__Travail à faire__. Reprenez, s'il vous plaît, la partie du passage sur la crise bancaire qui s'ouvre sur les mots contenant « Il n’empêche, un » et se termine par « été aussi serein. », en remplaçant « secteur bancaire » par « système bancaire ».

__Passage__.

Comment font-elles? C’est facile. En haut lieu, on ne résout aucun problème suscité par la crise, et on laisse pourrir la situation. Comme ces autorités n’ont jamais rien résolu, et que la pourriture est une de leurs spécialités, leur tactique est survenue tout naturellement.

Le grand duel

On va s’intéresser dans quelques lignes à la dernière catégorie de ce duel, sous un angle purement financier: qui, des déposants et des banques, sort financièrement gagnant et qui sort perdant de cette confrontation quotidienne, à travers les transactions habituelles? Encore une façon de casser ces préjugés qui, les réseaux sociaux aidant, s’incrustent dans la conscience populaire.

Dans une première série de transactions, les déposants peuvent retirer leurs dollars bancaires au taux de 8.000 selon la circulaire 151, ou de 12.000 LL (plus 400$ cash) selon la 158. Au regard de l’inflation (autour de 1000% depuis fin 2019 selon les derniers chiffres disponibles), les premiers perdent au change, alors que les seconds y gagnent un peu. Les banques, de leur côté, y perdent dans les deux cas car dans leurs comptes un dollar est toujours égal à 1.500 LL. Le bilan pour ce premier match est donc de 2 à 1, en faveur des déposants.

Une autre série de transactions concerne les débiteurs en LL, en particulier ceux qui ont contracté des prêts logement. Ceux-ci continuent à rembourser le même montant mensuel. Sauf que ces 2 millions, par exemple, de traite mensuelle initiale ne pèsent plus rien maintenant. A peine un dîner familial en ville. Il suffit en plus que le prêt ait été contracté un peu avant la crise pour que le logement de ce déposant, bien sûr très en colère contre les banques, ait alors été acquis presque gratis. Et le gain de l’un équivaut au déficit de l’autre (rien ne se perd, rien ne se crée…), les banques perdant énormément sur cette opération. Résultat du match: 1 à zéro, en faveur des déposants.

Les débiteurs (individuels) en dollars sont encore plus favorisés. Ils peuvent toujours rembourser leur dette dollarisée, mais en LL au taux de 1.500. Encore des pertes pour "l’ennemi". De plus, certains débiteurs proposent de verser 20.000$ en cash, par exemple, pour rembourser un prêt de 100.000$. Et certaines banques acceptent le deal pour servir les clients qui bénéficient de la 158. Bilan du match: 1 à zéro, en faveur des déposants.

Le bébé et l’eau du bain

Devant ces charges qui pèsent donc sur les bilans des banques (presque toujours négatifs), la réaction épidermique de la majorité serait alors: "C’est bien fait pour elles". Réaction compréhensible et, somme toute, logiquement justifiée, puisque les banques portent une part de responsabilité dans le déclenchement de la crise (part variable selon les analystes), alors que les déposants n’en portent aucune.

Il n’empêche, un facteur est oublié. C’est que personne n’a intérêt à voir des banques arriver à la faillite. Avec des conséquences dramatiques alors pour tous les déposants.

Ensuite, dans tous les plans de redressement, le secteur bancaire est supposé contribuer à résorber les pertes financières du pays, causées, rappelons-le, par la corruption incurable de l’État. Si, entre-temps, les banques sont saignées à blanc, leur contribution sera diminuée d’autant.

Et ce n’est pas l’État qui pourra compenser, mais le pauvre déposant, encore lui. Car l’État est déjà en faillite et, bizarrement, heureux de l’être. En haut lieu, on n’a jamais été aussi serein.

__Liste fournie__.
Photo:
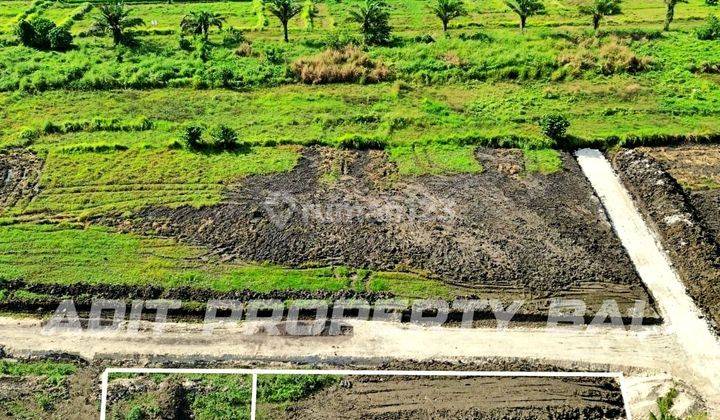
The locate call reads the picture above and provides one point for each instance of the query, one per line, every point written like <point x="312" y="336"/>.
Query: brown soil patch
<point x="462" y="398"/>
<point x="497" y="234"/>
<point x="697" y="169"/>
<point x="19" y="176"/>
<point x="683" y="227"/>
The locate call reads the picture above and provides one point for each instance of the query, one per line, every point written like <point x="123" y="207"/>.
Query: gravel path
<point x="684" y="348"/>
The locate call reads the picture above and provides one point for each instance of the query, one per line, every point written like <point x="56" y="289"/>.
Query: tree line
<point x="372" y="16"/>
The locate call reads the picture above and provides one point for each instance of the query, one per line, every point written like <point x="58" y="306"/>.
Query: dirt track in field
<point x="685" y="230"/>
<point x="359" y="397"/>
<point x="697" y="169"/>
<point x="496" y="234"/>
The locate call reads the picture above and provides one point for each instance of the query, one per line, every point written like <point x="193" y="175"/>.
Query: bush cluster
<point x="43" y="34"/>
<point x="98" y="124"/>
<point x="349" y="64"/>
<point x="554" y="126"/>
<point x="222" y="138"/>
<point x="710" y="30"/>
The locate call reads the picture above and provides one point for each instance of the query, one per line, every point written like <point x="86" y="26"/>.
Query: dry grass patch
<point x="349" y="64"/>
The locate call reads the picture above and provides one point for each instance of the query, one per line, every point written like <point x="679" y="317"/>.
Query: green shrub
<point x="192" y="136"/>
<point x="360" y="142"/>
<point x="284" y="388"/>
<point x="25" y="33"/>
<point x="711" y="29"/>
<point x="29" y="135"/>
<point x="185" y="44"/>
<point x="42" y="27"/>
<point x="233" y="37"/>
<point x="554" y="126"/>
<point x="224" y="137"/>
<point x="350" y="64"/>
<point x="340" y="39"/>
<point x="275" y="55"/>
<point x="60" y="39"/>
<point x="424" y="39"/>
<point x="136" y="413"/>
<point x="43" y="34"/>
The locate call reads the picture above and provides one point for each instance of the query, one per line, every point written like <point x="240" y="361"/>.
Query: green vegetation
<point x="409" y="286"/>
<point x="210" y="397"/>
<point x="199" y="23"/>
<point x="599" y="9"/>
<point x="95" y="255"/>
<point x="98" y="256"/>
<point x="284" y="10"/>
<point x="374" y="20"/>
<point x="447" y="10"/>
<point x="54" y="372"/>
<point x="289" y="388"/>
<point x="666" y="403"/>
<point x="544" y="161"/>
<point x="115" y="19"/>
<point x="83" y="184"/>
<point x="229" y="398"/>
<point x="156" y="103"/>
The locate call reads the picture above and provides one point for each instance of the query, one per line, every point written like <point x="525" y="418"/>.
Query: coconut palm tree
<point x="525" y="9"/>
<point x="284" y="10"/>
<point x="448" y="10"/>
<point x="310" y="12"/>
<point x="670" y="12"/>
<point x="599" y="9"/>
<point x="199" y="23"/>
<point x="374" y="21"/>
<point x="115" y="19"/>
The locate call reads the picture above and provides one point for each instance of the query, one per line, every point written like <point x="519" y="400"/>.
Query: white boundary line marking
<point x="253" y="400"/>
<point x="343" y="372"/>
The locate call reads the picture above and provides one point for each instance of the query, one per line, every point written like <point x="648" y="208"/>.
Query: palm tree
<point x="199" y="23"/>
<point x="374" y="21"/>
<point x="670" y="13"/>
<point x="310" y="12"/>
<point x="599" y="9"/>
<point x="448" y="10"/>
<point x="284" y="10"/>
<point x="525" y="8"/>
<point x="115" y="18"/>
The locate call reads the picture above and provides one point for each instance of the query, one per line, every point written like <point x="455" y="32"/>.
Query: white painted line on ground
<point x="619" y="376"/>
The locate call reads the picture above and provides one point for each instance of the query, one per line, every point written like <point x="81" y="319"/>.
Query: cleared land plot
<point x="502" y="232"/>
<point x="362" y="397"/>
<point x="202" y="397"/>
<point x="697" y="169"/>
<point x="45" y="389"/>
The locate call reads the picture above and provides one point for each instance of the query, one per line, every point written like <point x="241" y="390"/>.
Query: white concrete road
<point x="684" y="349"/>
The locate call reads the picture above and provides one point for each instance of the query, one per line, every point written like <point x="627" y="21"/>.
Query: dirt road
<point x="460" y="398"/>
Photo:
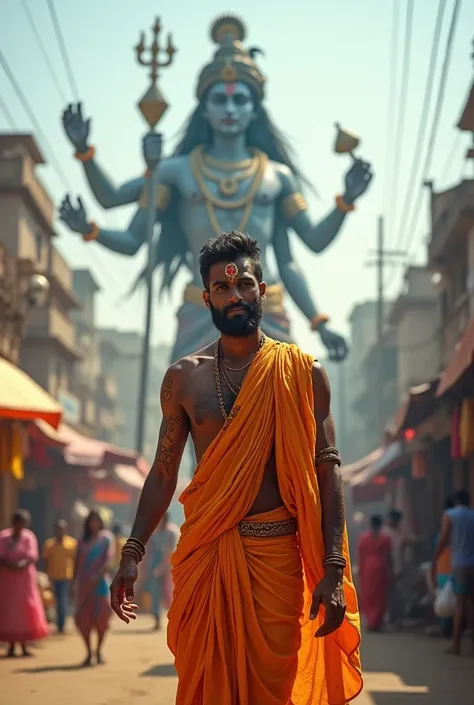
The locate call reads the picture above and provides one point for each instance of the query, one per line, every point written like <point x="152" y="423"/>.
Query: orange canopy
<point x="21" y="398"/>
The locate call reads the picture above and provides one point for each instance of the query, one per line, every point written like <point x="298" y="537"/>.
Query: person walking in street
<point x="59" y="552"/>
<point x="119" y="539"/>
<point x="457" y="531"/>
<point x="375" y="573"/>
<point x="444" y="572"/>
<point x="91" y="583"/>
<point x="399" y="541"/>
<point x="162" y="544"/>
<point x="22" y="617"/>
<point x="262" y="564"/>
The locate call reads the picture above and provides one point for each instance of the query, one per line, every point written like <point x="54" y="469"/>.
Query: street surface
<point x="400" y="669"/>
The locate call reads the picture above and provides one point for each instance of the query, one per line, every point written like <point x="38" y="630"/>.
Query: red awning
<point x="462" y="358"/>
<point x="22" y="399"/>
<point x="88" y="452"/>
<point x="417" y="406"/>
<point x="381" y="461"/>
<point x="351" y="472"/>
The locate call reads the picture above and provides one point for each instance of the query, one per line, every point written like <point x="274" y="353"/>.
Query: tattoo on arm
<point x="166" y="389"/>
<point x="329" y="474"/>
<point x="167" y="443"/>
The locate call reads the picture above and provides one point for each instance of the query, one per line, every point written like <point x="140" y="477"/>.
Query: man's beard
<point x="238" y="326"/>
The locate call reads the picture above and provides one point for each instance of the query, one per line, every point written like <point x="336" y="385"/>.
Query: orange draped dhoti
<point x="239" y="623"/>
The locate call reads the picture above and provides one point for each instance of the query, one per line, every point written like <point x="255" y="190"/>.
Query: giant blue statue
<point x="232" y="169"/>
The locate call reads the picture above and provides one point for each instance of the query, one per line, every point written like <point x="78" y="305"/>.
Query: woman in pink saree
<point x="375" y="550"/>
<point x="91" y="582"/>
<point x="22" y="617"/>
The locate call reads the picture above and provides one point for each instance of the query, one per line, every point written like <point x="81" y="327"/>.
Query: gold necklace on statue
<point x="198" y="168"/>
<point x="229" y="185"/>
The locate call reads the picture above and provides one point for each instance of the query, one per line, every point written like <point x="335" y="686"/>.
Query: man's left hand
<point x="330" y="593"/>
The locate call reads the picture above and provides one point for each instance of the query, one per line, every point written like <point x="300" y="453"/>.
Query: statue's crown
<point x="232" y="62"/>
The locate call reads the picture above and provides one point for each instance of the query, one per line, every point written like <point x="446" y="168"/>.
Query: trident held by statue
<point x="152" y="106"/>
<point x="346" y="141"/>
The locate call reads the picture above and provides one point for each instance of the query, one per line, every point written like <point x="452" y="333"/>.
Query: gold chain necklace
<point x="212" y="201"/>
<point x="229" y="166"/>
<point x="217" y="356"/>
<point x="229" y="185"/>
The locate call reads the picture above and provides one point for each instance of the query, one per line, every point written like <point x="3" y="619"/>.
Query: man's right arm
<point x="162" y="479"/>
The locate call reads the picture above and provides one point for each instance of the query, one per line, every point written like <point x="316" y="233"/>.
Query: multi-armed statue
<point x="230" y="170"/>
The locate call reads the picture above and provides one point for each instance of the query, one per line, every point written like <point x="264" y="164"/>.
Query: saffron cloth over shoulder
<point x="239" y="623"/>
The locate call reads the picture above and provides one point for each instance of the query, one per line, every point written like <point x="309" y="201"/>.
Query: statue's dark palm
<point x="74" y="218"/>
<point x="77" y="128"/>
<point x="358" y="179"/>
<point x="335" y="344"/>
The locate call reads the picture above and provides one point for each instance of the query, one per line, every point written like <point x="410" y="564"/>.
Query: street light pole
<point x="153" y="105"/>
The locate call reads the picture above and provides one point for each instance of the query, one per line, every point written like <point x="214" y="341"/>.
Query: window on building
<point x="39" y="246"/>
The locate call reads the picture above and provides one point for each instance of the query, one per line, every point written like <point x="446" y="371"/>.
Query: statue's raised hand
<point x="74" y="218"/>
<point x="152" y="148"/>
<point x="357" y="180"/>
<point x="77" y="128"/>
<point x="334" y="343"/>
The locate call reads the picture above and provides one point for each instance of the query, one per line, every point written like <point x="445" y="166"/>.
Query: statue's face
<point x="230" y="108"/>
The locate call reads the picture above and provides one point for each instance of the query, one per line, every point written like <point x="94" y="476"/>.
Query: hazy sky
<point x="325" y="61"/>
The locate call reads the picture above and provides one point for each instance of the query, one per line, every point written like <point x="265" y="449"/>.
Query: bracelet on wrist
<point x="328" y="455"/>
<point x="335" y="560"/>
<point x="135" y="548"/>
<point x="342" y="205"/>
<point x="94" y="233"/>
<point x="85" y="156"/>
<point x="318" y="320"/>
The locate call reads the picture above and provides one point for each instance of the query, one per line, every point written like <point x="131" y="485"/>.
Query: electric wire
<point x="413" y="221"/>
<point x="63" y="50"/>
<point x="402" y="107"/>
<point x="46" y="144"/>
<point x="392" y="98"/>
<point x="436" y="118"/>
<point x="450" y="158"/>
<point x="8" y="116"/>
<point x="31" y="115"/>
<point x="420" y="137"/>
<point x="42" y="48"/>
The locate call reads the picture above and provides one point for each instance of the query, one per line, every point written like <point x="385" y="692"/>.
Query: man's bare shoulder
<point x="321" y="386"/>
<point x="183" y="369"/>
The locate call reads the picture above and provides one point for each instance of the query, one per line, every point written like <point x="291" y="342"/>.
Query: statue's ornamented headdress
<point x="232" y="62"/>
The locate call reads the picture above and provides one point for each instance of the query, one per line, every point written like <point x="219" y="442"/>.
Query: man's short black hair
<point x="462" y="497"/>
<point x="226" y="248"/>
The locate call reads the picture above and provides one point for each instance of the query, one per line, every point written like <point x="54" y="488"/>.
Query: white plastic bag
<point x="445" y="601"/>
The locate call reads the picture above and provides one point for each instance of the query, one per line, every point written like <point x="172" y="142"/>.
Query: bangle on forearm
<point x="318" y="320"/>
<point x="343" y="206"/>
<point x="94" y="233"/>
<point x="135" y="548"/>
<point x="85" y="156"/>
<point x="328" y="455"/>
<point x="336" y="560"/>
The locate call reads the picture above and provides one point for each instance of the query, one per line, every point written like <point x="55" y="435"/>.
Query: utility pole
<point x="382" y="258"/>
<point x="153" y="105"/>
<point x="380" y="321"/>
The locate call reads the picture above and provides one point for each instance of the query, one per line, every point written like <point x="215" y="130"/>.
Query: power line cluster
<point x="425" y="139"/>
<point x="30" y="111"/>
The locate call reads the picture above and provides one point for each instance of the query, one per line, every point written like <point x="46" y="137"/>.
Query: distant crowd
<point x="383" y="569"/>
<point x="77" y="580"/>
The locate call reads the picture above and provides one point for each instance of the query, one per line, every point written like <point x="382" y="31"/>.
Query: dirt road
<point x="399" y="670"/>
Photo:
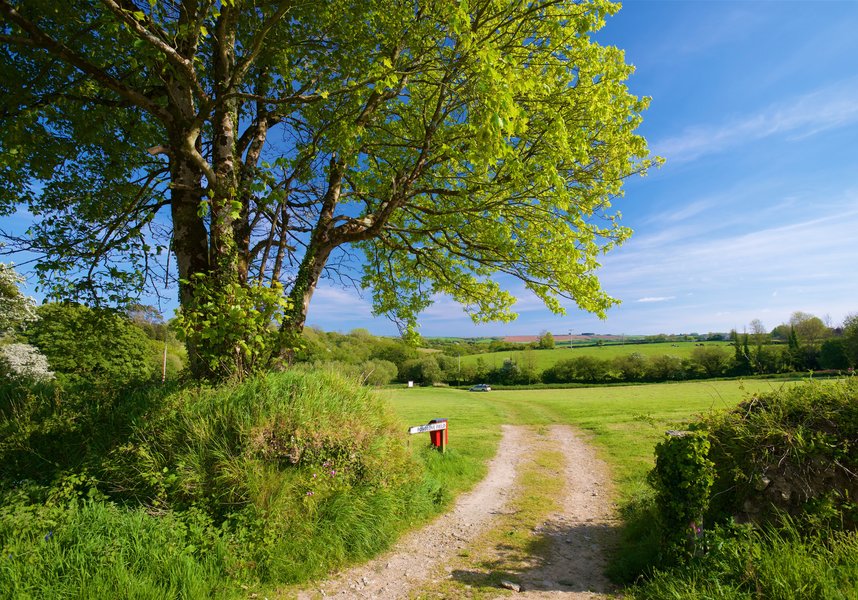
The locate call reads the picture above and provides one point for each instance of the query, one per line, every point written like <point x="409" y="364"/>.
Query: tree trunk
<point x="190" y="238"/>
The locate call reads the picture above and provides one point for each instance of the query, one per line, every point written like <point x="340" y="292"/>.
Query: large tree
<point x="420" y="147"/>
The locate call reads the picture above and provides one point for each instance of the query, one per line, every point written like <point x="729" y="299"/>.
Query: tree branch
<point x="42" y="40"/>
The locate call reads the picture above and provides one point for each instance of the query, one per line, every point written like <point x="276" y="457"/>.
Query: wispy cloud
<point x="804" y="116"/>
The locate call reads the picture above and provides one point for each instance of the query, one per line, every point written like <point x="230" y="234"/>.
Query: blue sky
<point x="753" y="216"/>
<point x="755" y="213"/>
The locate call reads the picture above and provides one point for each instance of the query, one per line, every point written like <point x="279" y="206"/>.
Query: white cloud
<point x="804" y="116"/>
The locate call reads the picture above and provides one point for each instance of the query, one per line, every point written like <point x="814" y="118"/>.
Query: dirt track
<point x="577" y="534"/>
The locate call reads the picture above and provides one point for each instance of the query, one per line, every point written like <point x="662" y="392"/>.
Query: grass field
<point x="547" y="358"/>
<point x="626" y="422"/>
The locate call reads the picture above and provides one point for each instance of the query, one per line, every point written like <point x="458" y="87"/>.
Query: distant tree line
<point x="78" y="343"/>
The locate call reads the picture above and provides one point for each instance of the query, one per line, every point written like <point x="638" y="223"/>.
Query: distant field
<point x="547" y="358"/>
<point x="626" y="421"/>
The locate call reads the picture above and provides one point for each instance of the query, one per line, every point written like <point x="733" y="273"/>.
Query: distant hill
<point x="526" y="339"/>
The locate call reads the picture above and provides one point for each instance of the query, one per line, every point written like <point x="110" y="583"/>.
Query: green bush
<point x="682" y="478"/>
<point x="773" y="563"/>
<point x="287" y="476"/>
<point x="793" y="450"/>
<point x="91" y="345"/>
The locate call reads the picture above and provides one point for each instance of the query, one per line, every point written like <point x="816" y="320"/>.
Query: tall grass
<point x="776" y="564"/>
<point x="193" y="493"/>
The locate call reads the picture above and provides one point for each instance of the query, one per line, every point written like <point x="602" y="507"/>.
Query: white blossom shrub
<point x="16" y="309"/>
<point x="24" y="360"/>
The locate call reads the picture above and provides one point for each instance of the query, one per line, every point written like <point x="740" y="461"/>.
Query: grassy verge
<point x="626" y="423"/>
<point x="208" y="492"/>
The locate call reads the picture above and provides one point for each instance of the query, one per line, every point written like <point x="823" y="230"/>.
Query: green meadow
<point x="625" y="421"/>
<point x="544" y="359"/>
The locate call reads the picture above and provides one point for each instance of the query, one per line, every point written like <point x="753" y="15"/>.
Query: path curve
<point x="413" y="559"/>
<point x="579" y="531"/>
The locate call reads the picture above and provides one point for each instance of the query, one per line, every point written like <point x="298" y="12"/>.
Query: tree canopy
<point x="414" y="148"/>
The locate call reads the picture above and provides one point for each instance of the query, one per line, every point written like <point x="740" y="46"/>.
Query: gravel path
<point x="579" y="532"/>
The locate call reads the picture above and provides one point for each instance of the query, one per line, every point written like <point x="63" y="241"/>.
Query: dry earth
<point x="578" y="534"/>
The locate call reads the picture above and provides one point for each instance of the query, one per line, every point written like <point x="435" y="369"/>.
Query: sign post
<point x="437" y="430"/>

__Réponse ci-dessous__.
Il n’empêche, un facteur est oublié. C’est que personne n’a intérêt à voir des banques arriver à la faillite. Avec des conséquences dramatiques alors pour tous les déposants.

Ensuite, dans tous les plans de redressement, le système bancaire est supposé contribuer à résorber les pertes financières du pays, causées, rappelons-le, par la corruption incurable de l’État. Si, entre-temps, les banques sont saignées à blanc, leur contribution sera diminuée d’autant.

Et ce n’est pas l’État qui pourra compenser, mais le pauvre déposant, encore lui. Car l’État est déjà en faillite et, bizarrement, heureux de l’être. En haut lieu, on n’a jamais été aussi serein.